> [Supplied records]
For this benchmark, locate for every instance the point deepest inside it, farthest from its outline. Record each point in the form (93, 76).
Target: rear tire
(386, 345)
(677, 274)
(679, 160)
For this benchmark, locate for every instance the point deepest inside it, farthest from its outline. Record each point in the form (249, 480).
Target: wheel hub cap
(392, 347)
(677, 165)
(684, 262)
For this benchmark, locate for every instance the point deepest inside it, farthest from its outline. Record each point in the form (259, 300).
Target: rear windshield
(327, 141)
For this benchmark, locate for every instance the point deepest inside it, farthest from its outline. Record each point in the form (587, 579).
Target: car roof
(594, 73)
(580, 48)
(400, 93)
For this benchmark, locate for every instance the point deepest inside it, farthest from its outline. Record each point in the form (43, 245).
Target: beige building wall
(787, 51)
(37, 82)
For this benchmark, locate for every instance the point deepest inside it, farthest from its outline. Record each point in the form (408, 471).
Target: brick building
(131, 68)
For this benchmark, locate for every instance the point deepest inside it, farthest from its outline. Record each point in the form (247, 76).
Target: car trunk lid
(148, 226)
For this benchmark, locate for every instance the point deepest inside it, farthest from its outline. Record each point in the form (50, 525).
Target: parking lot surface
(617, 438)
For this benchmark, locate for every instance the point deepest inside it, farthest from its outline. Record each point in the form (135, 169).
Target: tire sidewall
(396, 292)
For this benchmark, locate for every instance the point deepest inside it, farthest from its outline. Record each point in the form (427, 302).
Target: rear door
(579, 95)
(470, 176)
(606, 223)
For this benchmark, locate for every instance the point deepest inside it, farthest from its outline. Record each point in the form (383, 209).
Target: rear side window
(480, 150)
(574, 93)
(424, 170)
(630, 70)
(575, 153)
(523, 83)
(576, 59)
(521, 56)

> [Your goal] Could you copy every record above word for word, keeping each line as it appears?

> [Result for this task]
For this benchmark, locate for every instance the point deepest inside it, farthest from its outline. Record each point in the form (93, 76).
Target: rear tire
(386, 345)
(677, 274)
(679, 160)
For this benchmark, locate for every instance the point deepest inside it, farthest from its outline. Record each point in the form (249, 480).
Target: wheel hub cap
(392, 347)
(677, 165)
(684, 262)
For this benchmark, locate for every instance the point deepest inside it, farthest from its outline. Record each point in the form (259, 300).
Target: rear windshield
(327, 141)
For this benchmark, locate for every instance the point deepest inside it, farthest from its outline. Record each point in the form (587, 579).
Target: car roof
(594, 73)
(580, 48)
(400, 93)
For this benchmark, locate for every instance the point deepest inside it, farthest from its outline. Record each point in the form (43, 245).
Target: beige building wall
(787, 51)
(37, 82)
For this benchmark, locate for every instance the point deepest inside it, farthest from its outline. Record each point in the form (408, 471).
Target: brick building
(131, 68)
For this benchmark, locate for every instance the point deepest inside it, farthest from its outline. Record each point in the form (247, 76).
Target: car trunk lid
(148, 226)
For this benchmark, locate for every instance the point deepest inside it, farthest from its outline. Record each point in the form (50, 525).
Target: parking lot surface
(617, 438)
For this benchmark, locate for every instance the point deepest inside it, farthest from its outline. Record each point in the form (135, 169).
Target: tire sidewall
(396, 292)
For this benchmark, locate for every instance the point deepest inside it, farthest from its outline. Record each point in the form (427, 302).
Target: rear door
(579, 95)
(470, 176)
(606, 223)
For this benchmark, locate for every instance the point deepest inside it, farthest from its outline. Record each point in the form (383, 209).
Target: rear side window
(480, 150)
(574, 93)
(424, 170)
(630, 70)
(575, 153)
(523, 83)
(576, 59)
(521, 56)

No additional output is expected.